* PROBLEM DESCRIPTION:
Repeat exactly the lines of the entries below from the one with "negative clicks: (13, 115) (30, 125)" through the one with "172L223 171V166L221 163H211L210", both ends included, and nothing else.

BEGIN THE RECORDS

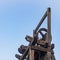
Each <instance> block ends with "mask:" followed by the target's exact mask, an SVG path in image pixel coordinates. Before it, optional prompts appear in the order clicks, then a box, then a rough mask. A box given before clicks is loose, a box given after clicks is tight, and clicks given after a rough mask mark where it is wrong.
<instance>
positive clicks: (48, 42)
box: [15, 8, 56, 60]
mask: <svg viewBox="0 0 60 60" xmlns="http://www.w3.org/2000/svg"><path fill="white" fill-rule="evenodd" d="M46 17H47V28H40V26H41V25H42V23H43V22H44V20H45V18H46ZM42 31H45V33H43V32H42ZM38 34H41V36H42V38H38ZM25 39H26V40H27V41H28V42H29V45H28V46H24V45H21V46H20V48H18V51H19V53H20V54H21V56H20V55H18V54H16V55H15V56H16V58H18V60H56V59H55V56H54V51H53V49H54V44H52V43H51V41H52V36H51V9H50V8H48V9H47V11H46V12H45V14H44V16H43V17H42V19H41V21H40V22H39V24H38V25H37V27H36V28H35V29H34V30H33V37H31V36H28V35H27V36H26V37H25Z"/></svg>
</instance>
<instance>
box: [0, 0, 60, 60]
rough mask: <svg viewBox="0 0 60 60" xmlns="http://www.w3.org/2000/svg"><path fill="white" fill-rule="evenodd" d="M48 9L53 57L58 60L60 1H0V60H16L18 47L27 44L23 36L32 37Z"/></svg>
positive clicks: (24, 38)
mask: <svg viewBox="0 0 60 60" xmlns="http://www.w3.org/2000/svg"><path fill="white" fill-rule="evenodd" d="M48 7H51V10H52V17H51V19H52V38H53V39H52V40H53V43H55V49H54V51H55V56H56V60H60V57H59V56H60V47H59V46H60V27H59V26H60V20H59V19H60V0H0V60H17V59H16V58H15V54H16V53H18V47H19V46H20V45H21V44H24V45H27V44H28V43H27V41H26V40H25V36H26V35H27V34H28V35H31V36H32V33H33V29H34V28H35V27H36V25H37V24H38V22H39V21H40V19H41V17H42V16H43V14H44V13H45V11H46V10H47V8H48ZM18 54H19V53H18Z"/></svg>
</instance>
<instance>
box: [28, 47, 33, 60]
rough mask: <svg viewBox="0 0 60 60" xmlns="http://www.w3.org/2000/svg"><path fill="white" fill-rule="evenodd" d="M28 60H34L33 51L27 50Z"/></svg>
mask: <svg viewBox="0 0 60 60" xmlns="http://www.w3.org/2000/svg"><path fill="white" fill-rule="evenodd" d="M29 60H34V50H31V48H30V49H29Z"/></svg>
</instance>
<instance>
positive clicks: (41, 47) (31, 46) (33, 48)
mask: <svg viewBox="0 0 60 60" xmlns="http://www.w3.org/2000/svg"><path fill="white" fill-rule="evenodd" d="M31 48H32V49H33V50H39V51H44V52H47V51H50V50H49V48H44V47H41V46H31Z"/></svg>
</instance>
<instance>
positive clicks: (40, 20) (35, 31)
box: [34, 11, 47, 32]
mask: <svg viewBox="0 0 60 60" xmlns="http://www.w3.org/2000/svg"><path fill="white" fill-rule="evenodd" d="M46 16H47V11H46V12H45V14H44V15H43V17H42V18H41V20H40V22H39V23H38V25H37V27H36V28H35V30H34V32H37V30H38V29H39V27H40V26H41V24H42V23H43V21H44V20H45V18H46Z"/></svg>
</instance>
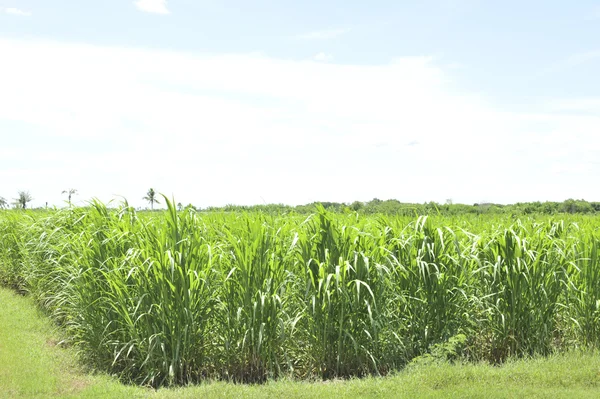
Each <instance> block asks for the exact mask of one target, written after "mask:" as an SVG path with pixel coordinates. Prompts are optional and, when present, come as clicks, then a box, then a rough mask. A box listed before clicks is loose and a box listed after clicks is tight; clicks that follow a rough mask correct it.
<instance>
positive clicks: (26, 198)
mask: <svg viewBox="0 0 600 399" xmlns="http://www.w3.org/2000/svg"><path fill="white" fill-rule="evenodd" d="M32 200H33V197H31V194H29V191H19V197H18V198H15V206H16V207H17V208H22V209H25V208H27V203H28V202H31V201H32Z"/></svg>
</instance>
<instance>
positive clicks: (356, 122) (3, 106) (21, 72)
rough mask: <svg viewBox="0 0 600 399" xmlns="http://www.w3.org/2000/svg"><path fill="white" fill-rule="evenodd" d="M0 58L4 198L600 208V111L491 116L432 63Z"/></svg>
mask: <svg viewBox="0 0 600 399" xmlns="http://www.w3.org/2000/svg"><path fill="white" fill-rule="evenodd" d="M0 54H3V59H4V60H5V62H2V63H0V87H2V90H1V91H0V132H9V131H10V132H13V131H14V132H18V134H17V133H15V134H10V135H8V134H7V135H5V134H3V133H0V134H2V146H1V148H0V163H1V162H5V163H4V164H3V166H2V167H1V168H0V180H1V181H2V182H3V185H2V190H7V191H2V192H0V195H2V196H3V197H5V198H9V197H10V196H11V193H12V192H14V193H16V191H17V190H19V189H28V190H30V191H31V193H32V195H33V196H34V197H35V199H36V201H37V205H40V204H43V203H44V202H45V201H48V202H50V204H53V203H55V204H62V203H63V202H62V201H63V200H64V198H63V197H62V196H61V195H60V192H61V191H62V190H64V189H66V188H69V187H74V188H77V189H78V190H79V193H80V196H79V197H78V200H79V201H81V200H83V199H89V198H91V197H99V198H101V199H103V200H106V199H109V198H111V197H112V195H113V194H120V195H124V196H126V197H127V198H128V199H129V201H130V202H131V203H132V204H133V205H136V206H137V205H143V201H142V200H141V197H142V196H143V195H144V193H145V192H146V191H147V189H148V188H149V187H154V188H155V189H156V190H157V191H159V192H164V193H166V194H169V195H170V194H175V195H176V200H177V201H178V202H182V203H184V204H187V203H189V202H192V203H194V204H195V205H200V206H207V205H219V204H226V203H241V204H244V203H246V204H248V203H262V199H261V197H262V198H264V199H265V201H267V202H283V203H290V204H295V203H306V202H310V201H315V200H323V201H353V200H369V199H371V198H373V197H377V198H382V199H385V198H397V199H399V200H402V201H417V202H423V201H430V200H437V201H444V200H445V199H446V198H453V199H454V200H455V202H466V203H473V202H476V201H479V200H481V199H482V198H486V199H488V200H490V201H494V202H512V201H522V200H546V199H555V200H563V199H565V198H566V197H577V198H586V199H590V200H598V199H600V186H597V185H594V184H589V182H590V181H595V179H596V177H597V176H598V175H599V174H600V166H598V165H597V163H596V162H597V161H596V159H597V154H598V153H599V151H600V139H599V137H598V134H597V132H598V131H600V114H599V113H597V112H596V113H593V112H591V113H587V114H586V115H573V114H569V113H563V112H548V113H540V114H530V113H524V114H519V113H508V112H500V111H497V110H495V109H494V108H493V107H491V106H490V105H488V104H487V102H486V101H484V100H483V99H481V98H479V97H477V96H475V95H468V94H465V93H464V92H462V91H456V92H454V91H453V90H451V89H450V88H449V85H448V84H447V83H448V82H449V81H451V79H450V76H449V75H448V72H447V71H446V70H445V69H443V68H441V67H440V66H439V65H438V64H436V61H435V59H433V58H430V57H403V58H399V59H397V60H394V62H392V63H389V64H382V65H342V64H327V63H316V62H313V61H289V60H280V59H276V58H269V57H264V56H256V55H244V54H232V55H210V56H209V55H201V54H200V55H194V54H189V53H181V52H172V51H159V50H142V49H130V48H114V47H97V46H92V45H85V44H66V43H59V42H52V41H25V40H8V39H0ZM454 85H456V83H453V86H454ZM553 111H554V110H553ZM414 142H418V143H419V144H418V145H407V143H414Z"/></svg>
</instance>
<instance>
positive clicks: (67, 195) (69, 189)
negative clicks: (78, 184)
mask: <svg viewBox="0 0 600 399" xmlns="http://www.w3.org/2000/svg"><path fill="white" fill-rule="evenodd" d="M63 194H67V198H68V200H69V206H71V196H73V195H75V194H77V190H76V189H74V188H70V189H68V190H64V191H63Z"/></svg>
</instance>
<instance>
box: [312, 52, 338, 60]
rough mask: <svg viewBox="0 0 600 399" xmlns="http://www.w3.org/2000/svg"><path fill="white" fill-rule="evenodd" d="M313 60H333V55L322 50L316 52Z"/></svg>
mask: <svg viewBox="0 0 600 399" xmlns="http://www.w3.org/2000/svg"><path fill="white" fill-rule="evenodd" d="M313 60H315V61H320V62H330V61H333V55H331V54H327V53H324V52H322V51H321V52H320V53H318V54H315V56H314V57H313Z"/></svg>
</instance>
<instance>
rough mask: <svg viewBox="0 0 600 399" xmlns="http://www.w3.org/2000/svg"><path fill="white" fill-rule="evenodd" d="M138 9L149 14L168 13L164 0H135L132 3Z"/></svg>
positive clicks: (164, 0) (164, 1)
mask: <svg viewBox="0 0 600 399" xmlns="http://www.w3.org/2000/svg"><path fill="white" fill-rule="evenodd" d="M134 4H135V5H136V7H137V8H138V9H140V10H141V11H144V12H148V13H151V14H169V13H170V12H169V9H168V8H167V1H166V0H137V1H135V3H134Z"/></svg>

END THE RECORDS
BEGIN THE RECORDS

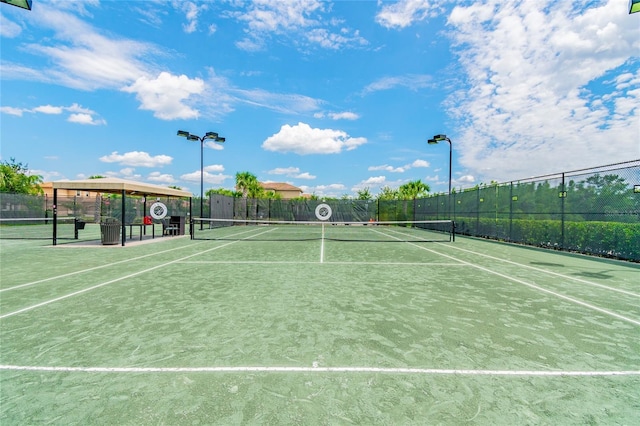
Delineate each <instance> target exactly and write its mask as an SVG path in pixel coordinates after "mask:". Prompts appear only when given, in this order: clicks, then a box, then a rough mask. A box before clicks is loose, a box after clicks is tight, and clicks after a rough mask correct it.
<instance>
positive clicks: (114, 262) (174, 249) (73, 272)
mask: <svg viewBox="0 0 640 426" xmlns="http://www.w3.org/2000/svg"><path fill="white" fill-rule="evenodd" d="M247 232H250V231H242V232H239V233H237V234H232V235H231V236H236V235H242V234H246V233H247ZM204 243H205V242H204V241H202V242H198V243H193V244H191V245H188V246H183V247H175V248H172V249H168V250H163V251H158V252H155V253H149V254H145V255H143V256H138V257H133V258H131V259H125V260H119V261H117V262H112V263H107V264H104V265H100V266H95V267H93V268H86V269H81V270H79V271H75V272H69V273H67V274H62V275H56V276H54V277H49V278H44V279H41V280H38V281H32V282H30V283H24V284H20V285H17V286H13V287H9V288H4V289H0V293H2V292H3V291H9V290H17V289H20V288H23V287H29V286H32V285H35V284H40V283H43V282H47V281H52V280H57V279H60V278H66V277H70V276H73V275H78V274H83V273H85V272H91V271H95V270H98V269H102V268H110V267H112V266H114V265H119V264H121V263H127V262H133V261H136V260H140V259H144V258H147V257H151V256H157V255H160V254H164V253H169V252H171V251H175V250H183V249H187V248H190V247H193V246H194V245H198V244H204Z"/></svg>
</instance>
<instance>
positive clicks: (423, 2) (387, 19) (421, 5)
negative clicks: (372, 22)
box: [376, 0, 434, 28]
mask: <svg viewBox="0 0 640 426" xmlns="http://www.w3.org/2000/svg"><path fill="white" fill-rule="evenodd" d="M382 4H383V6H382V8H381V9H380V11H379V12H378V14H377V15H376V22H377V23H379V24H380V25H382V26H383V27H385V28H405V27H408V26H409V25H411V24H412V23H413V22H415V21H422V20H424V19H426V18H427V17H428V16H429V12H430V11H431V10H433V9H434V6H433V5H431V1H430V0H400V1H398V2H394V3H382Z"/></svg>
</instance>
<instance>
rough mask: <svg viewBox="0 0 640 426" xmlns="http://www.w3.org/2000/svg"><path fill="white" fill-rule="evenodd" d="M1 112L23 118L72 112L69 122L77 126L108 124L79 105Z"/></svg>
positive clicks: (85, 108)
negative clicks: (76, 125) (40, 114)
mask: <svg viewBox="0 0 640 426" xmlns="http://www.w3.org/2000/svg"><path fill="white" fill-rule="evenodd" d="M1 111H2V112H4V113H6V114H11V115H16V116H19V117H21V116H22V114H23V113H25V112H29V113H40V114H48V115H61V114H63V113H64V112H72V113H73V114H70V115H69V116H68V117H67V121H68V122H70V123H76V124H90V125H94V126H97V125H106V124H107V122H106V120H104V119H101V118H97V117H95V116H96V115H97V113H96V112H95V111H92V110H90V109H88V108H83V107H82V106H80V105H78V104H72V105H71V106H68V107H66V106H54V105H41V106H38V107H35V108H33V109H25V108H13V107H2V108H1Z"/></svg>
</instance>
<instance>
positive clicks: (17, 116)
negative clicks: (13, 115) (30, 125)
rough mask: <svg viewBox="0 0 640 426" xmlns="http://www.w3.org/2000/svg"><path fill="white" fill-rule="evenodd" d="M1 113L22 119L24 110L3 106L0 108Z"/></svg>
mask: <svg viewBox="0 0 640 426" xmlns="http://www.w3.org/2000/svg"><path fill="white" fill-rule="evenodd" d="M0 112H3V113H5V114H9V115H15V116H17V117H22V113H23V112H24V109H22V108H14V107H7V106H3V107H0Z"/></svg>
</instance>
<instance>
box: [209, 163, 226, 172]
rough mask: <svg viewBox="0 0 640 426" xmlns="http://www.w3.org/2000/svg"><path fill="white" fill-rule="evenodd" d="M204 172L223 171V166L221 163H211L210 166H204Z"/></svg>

END THE RECORDS

* YOUR RESPONSE:
negative clicks: (13, 115) (30, 125)
rough mask: <svg viewBox="0 0 640 426" xmlns="http://www.w3.org/2000/svg"><path fill="white" fill-rule="evenodd" d="M1 113L22 119L24 110L3 106L0 108Z"/></svg>
mask: <svg viewBox="0 0 640 426" xmlns="http://www.w3.org/2000/svg"><path fill="white" fill-rule="evenodd" d="M0 112H3V113H5V114H9V115H15V116H17V117H22V113H23V112H24V109H22V108H14V107H7V106H3V107H0Z"/></svg>
</instance>
<instance>
box: [209, 163, 226, 172]
rough mask: <svg viewBox="0 0 640 426" xmlns="http://www.w3.org/2000/svg"><path fill="white" fill-rule="evenodd" d="M204 172L223 171V166L221 163H211L210 166H204Z"/></svg>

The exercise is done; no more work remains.